INSTRUCTIONS FOR THE TASK
For the records that follow, please set down exactly the lines between the one holding "dark wing in the photo above." and the one holding "body in the photo above.", inclusive, and only those.

Extracted data entries

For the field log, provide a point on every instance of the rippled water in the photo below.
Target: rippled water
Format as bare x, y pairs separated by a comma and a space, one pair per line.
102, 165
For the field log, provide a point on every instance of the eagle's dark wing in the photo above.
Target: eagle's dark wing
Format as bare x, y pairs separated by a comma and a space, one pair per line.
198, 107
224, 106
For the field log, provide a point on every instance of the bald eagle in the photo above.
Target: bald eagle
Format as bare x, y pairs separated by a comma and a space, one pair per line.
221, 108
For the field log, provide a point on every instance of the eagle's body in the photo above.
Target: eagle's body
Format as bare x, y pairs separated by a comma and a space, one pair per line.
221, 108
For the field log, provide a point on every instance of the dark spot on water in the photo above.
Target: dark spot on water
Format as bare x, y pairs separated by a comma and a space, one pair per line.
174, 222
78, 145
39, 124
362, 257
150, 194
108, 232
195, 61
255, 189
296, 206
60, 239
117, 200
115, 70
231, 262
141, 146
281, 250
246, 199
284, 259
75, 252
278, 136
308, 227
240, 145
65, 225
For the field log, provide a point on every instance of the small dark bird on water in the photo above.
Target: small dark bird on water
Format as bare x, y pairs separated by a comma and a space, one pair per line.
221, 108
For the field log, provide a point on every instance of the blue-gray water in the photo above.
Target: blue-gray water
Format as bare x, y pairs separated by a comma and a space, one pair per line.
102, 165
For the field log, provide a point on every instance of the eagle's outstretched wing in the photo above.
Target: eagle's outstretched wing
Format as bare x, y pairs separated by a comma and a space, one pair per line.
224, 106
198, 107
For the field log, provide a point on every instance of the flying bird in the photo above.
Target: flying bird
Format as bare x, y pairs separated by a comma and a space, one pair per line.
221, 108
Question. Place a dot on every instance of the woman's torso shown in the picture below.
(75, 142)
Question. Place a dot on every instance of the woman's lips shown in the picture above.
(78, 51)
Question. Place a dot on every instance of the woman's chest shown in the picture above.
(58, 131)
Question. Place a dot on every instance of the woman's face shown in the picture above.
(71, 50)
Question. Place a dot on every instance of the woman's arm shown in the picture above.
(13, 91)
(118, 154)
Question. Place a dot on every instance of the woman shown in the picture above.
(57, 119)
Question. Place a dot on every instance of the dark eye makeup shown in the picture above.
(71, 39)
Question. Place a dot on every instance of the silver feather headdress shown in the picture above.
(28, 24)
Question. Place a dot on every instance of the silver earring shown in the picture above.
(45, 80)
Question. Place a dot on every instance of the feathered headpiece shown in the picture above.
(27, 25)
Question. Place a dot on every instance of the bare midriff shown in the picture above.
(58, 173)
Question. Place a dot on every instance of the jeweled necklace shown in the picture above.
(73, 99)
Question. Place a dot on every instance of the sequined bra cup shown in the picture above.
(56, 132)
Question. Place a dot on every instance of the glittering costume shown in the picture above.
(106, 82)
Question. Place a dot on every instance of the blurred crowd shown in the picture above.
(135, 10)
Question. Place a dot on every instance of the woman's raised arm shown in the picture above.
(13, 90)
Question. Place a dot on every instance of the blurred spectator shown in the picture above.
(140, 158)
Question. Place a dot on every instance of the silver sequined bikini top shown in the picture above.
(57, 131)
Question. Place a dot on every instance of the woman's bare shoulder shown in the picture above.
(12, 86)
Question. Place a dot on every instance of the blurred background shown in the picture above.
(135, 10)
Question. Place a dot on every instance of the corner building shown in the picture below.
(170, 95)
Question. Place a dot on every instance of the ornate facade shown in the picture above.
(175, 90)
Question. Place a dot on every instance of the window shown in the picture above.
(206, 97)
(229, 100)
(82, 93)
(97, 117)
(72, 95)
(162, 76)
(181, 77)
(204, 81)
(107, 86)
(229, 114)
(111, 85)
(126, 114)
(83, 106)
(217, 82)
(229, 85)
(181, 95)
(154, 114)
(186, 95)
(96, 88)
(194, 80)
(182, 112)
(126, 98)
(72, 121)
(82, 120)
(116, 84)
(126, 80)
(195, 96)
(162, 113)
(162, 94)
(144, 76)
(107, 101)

PROBLEM SOLUTION
For the field log, provide a point on every instance of the eagle's dark wing in the photo above.
Target: eagle's dark wing
Format as bare x, y pairs separated by a comma and a space, one pair per line.
198, 107
224, 106
For the field log, provide a point on every instance of the bald eagle in the photo above.
Target: bald eagle
Format as bare x, y pairs separated by a comma and a space, one pair per line.
221, 108
For the field log, provide a point on every instance of the eagle's body in the photo above.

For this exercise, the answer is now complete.